■ **CONSIGNES**:
1. Répondez aux questions suivantes à partir du billet sur la série « Lieux de Science » :
(a) Quel est le rang de l'épisode consacré aux musées et centres de science dans la série ?
(b) En quelle année François Arago crée-t-il les Comptes rendus hebdomadaires des séances de l'Académie des sciences ?
(c) Qui renvoie Camille Flammarion de l'Observatoire de Paris ?
2. Énumérez tous les lieux où la dernière vidéo emmène le public, d'après le billet sur la série « Lieux de Science ».
3. Rédigez la suite du billet sur la série « Lieux de Science » après sa dernière phrase.

"Lieux de Science", le débrief

Ça y est ! Le 6e et dernier épisode de la série « Lieux de Science », consacré aux musées et centres de science, est sorti au début du mois. Après les observatoires astronomiques, les bibliothèques universitaires, les jardins botaniques et les grands équipements, terminer cette série en évoquant ces lieux qui jettent un pont entre science et société m’a semblé aller de soi.

Dans cette dernière vidéo, je vous emmène donc au Muséum de Toulouse, à la Maison Poincaré, à Cap Sciences et au Musée d’histoire de la Médecine de Paris Cité. J’y retrace à grands traits l’histoire de la vulgarisation scientifique en France, depuis les premières oeuvres de vulgarisation avant la lettre, comme celles de Fontenelle, jusqu’à ces lieux qui matérialisent aujourd’hui ce pont jeté entre science et société.

L’un des sujets que n'aborde pas l’épisode concerne le statut de la vulgarisation scientifique en France. Il existe en effet un vieux débat sur le point de savoir qui est le mieux à même de jouer le rôle de « passeurs de science », comme dirait le journaliste Pierre Barthélémy. Les scientifiques eux-mêmes ou des médiateurs de métier ?

Comme toujours, posée dans des termes si généraux, la question n’a pas vraiment d’intérêt. Mais, futile ou pas, j’ai longtemps cru qu’elle était assez récente.

En fait, pas du tout.

Les savants ont presque toujours considéré avec méfiance ces auteurs qui prétendaient diffuser des savoirs à la fabrication desquels eux-mêmes n’avaient pas participé.

Par exemple, si l’astronome François Arago décide de créer en 1835 les Comptes rendus hebdomadaires des séances de l’Académie des sciences, c’est au moins autant pour ouvrir les travaux de l’Académie aux journalistes que pour s’assurer que ces derniers n’aillent pas raconter de bêtises dans leurs articles.

Et, pour rester dans le domaine de l’astronomie, lorsque Camille Flammarion publie en 1862 son premier livre de vulgarisation scientifique, il se fait tout simplement renvoyer de l’Observatoire de Paris. « Monsieur, vous n’êtes pas savant mais poète », lui aurait dit son patron, le très peu commode Le Verrier, en le fichant à la porte.

Aujourd’hui, la situation est différente, évidemment. Mais, si les scientifiques et les médiateurs au sens large ne se regardent plus en chiens de faïence, il existe encore au moins deux lignes de partage.

La première traverse la communauté scientifique elle-même. Que toutes les chercheuses et tous les chercheurs n’aient pas la même appétence pour faire connaître leurs travaux au public n’est pas un problème. Il est plus problématique, en revanche, que celles et ceux qui se livrent à cet exercice soient parfois considérés comme des scientifiques de seconde zone par leurs pairs. Comme si le temps que ces chercheurs passent à faire de la vulgarisation scientifique impliquait un moindre investissement dans leurs recherches.

(Données recueillies)

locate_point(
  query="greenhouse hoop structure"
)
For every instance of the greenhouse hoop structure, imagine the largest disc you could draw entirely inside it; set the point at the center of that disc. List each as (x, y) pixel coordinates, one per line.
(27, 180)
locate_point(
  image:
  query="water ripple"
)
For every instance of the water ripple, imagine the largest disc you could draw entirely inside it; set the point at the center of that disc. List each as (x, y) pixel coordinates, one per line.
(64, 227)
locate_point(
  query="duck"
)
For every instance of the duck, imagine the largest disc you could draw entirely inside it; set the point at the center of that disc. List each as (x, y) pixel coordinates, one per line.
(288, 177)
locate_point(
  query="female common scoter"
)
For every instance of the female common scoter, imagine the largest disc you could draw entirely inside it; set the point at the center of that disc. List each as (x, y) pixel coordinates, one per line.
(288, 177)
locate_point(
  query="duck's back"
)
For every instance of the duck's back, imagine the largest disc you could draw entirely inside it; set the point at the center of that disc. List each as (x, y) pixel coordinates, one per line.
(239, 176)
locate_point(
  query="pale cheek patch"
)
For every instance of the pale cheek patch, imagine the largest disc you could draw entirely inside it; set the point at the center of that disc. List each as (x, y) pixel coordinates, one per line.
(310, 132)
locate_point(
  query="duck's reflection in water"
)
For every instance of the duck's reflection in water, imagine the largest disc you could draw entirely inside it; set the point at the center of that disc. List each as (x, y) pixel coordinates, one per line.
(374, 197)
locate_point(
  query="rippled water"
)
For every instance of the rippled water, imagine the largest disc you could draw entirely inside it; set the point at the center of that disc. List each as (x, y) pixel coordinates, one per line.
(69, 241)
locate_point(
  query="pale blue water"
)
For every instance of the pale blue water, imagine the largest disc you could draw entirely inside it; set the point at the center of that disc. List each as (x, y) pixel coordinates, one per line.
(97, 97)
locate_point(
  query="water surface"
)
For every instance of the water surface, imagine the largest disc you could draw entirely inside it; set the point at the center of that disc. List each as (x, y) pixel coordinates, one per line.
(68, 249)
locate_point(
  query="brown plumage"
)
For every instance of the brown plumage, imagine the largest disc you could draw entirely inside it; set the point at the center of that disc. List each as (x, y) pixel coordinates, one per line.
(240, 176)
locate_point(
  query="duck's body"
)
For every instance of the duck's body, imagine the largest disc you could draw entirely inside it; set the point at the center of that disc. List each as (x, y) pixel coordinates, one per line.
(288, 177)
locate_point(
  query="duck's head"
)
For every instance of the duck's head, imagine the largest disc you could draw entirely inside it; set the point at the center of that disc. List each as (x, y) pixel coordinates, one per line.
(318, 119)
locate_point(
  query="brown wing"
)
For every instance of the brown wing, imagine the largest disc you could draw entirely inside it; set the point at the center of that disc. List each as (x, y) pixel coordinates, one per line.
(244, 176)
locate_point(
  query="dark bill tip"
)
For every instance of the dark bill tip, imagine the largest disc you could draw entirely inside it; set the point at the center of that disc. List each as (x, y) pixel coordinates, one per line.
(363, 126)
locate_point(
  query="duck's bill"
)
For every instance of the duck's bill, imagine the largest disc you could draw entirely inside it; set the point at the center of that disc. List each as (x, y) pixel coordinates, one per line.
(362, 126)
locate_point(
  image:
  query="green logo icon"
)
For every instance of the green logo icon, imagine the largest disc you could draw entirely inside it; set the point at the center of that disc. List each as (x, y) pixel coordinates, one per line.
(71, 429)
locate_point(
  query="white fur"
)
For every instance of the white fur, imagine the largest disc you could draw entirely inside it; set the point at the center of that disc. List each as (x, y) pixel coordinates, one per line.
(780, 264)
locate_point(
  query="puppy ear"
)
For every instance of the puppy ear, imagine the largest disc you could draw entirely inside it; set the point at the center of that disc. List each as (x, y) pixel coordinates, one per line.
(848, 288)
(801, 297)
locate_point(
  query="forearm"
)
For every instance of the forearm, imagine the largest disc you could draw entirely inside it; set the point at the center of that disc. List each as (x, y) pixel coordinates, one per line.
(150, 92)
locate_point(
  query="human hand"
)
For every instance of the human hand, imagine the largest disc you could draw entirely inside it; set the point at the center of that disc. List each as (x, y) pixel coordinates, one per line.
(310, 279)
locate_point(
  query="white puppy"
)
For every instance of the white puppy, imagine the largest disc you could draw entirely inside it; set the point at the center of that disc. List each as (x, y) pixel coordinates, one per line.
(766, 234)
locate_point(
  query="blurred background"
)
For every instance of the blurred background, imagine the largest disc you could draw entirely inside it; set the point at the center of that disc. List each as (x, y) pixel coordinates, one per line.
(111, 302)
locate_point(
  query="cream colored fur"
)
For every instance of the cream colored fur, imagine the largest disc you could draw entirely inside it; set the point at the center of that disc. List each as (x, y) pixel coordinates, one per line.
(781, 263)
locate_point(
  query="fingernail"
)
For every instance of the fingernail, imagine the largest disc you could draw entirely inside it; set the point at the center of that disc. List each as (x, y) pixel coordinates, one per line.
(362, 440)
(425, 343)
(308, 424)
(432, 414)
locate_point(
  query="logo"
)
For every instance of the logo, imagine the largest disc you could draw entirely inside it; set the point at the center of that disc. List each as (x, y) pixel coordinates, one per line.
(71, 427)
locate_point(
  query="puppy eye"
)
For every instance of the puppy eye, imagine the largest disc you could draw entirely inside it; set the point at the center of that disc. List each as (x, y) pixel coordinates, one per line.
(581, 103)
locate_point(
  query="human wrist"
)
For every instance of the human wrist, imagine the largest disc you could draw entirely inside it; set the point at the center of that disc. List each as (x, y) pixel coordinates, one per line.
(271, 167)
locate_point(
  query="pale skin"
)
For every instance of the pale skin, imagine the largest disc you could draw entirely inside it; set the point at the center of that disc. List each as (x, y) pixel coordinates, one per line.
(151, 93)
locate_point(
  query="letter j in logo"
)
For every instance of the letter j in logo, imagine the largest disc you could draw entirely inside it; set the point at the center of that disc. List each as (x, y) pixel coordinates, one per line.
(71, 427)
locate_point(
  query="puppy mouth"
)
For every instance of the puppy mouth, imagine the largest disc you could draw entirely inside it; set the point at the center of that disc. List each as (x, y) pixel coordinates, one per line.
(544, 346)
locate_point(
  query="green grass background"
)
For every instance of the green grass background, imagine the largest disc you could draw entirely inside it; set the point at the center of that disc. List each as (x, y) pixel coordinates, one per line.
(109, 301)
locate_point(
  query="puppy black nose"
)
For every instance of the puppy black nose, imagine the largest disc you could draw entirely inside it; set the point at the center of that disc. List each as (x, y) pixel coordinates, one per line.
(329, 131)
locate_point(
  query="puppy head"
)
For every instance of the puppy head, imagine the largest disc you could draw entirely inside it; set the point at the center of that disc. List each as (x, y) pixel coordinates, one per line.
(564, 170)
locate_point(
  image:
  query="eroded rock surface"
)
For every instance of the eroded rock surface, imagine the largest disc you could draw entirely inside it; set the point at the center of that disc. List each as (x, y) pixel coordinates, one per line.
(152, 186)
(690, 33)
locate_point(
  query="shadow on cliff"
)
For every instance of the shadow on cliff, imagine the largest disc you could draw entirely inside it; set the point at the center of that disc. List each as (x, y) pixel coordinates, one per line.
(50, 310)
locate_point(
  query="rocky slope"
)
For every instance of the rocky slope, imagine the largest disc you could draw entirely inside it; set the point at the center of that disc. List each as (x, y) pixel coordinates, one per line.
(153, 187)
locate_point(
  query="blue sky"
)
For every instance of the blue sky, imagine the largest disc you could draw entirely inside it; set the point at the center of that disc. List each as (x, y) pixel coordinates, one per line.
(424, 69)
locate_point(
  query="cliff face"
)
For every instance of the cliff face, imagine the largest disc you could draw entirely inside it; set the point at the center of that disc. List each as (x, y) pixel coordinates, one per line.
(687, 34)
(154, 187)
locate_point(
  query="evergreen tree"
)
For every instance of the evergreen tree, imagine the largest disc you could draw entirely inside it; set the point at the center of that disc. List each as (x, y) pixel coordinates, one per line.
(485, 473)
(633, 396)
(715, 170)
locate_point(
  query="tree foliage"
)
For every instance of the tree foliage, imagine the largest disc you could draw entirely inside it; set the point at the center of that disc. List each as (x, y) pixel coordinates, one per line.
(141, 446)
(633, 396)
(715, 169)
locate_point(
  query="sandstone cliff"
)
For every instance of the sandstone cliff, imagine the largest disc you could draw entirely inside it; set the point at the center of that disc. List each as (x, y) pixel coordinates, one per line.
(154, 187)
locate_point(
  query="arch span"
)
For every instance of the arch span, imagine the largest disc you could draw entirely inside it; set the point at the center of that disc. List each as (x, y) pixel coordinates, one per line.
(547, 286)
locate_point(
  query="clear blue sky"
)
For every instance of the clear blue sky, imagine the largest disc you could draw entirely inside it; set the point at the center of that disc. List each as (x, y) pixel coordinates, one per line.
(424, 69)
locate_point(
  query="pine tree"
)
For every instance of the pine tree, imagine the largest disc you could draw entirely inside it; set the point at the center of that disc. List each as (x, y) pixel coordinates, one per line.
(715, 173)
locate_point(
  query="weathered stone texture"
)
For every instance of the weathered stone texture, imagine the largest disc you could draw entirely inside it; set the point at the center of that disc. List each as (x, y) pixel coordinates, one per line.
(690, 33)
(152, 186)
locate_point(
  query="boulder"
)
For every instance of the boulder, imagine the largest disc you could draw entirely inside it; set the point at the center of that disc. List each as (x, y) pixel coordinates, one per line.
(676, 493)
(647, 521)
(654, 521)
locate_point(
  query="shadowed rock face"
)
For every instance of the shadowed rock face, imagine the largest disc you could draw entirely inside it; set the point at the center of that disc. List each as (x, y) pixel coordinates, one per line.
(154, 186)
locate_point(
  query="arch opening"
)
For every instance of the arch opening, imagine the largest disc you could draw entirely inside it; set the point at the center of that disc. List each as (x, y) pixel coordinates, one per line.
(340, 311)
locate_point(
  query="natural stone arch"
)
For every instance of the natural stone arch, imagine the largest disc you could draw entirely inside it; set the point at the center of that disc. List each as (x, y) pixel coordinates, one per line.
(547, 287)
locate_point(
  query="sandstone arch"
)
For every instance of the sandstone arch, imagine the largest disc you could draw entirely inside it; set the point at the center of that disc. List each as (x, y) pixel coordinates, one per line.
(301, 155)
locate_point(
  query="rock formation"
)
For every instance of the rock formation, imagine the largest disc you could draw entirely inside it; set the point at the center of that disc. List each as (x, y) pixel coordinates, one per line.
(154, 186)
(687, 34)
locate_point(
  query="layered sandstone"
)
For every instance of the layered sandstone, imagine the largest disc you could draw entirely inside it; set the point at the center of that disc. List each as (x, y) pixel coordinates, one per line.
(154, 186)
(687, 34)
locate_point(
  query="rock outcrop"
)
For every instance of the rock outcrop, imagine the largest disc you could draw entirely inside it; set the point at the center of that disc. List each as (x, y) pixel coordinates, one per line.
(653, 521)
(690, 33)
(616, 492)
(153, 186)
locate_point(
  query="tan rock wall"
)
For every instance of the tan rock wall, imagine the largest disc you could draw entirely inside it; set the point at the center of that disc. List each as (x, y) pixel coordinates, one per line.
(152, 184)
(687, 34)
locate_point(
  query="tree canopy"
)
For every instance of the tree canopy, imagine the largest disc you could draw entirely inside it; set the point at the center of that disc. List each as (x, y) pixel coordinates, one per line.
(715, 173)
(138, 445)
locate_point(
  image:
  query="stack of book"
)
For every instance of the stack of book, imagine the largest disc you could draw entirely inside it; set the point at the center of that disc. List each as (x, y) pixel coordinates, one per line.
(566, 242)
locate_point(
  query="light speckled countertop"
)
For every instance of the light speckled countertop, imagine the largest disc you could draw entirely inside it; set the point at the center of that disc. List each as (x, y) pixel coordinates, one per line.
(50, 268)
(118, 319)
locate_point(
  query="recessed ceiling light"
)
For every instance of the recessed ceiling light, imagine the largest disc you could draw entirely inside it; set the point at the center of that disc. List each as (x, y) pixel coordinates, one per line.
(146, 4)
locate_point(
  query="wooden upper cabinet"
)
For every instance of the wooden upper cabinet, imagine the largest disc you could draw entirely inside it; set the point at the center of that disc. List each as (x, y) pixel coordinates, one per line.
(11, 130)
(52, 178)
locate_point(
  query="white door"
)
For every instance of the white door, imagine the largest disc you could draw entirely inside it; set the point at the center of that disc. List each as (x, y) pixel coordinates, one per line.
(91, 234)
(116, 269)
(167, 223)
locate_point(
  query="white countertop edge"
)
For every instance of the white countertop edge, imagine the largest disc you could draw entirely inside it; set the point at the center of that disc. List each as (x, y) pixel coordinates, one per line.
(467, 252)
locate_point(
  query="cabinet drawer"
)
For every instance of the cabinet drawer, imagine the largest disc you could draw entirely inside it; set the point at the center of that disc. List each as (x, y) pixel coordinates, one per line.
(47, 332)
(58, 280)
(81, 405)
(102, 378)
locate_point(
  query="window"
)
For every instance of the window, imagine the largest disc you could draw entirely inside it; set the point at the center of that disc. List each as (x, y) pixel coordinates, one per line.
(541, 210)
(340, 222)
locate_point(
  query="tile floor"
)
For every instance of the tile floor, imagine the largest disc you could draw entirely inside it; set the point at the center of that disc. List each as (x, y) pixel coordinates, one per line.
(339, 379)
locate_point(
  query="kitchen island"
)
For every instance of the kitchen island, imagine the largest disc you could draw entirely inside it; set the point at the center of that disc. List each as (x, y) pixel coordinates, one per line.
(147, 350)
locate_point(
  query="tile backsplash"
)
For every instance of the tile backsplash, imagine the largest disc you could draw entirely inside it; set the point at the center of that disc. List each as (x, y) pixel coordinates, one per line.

■ **RÉPONSES PAR CONSIGNE**:
1.
(a) C'est le 6e et dernier épisode de la série.
(b) Il les crée en 1835.
(c) C'est son patron, Le Verrier.

2.
- le Muséum de Toulouse
- la Maison Poincaré
- Cap Sciences
- le Musée d'histoire de la Médecine de Paris Cité

3.
La deuxième ligne de partage se situe à l’étage supérieur, entre les acteurs institutionnels eux-mêmes. Est-ce que toutes les synergies existent entre les universités, les centres de science, les musées ? Pas si sûr.

Cet épisode marque aussi la fin de la série « Lieux de Science » - une série que j’ai imaginé pendant le premier confinement. Tout à mon enthousiasme pour ce projet, je ne me représentais pas alors ce dans quoi je m’engageais : une sacrée aventure. 6 épisodes de 15 minutes, soit 25 sites de science visités à travers toute la France, ça fait beaucoup d’heures passées à identifier et choisir les sites à raconter, beaucoup de temps aussi à préparer les aspects logistiques des tournages, à se déplacer,… sans parler de l’écriture et du montage des épisodes.

Dans cette tâche, je n’ai pas été seul, évidemment. J’ai pu compter sur une petite équipe de vidéastes doués et de monteuses talentueuses. Merci à elles et à eux, en particulier à Gwen Michaud, Louis Didaux et Laura Jannès.

« Lieux de Science », c'est aussi des rencontres avec des personnes passionnées par leur métier et par les lieux de science qu’ils contribuent à faire vivre. Tout en haut du Pic du Midi, dans les brumes matinales du jardin du Lautaret, sur le bateau qui m’a emmené au large de Roscoff, dans les réserves de la bibliothèque Sainte-Geneviève ou encore dans les longs couloirs du synchrotron de Grenoble, j’ai croisé le chemin de gens vraiment extraordinaires. A elles seules, ces rencontres valent l’énergie, le temps et, aussi, l'argent, investis dans la série.

C'est un sentiment que doivent connaître, j’en suis sûr, bon nombre d'entre vous : en science, une question en cache cent autres, et les sujets qu’on ouvre sont comme des poupées russes.

Toutes ces rencontres et ces lieux visités, toutes ces recherches documentaires m’ont inspiré de nombreux autres sujets. Si la série s’achève, elle va ainsi donner naissance à plein d’autres épisodes de Grand Labo.

Il y sera question de pratiques scientifiques, d’histoire des sciences, des défis sociaux et environnementaux qui traversent la recherche scientifique, et de tout ce qui fait la vie parfois méconnue de la science.

2024 devrait être une bonne année !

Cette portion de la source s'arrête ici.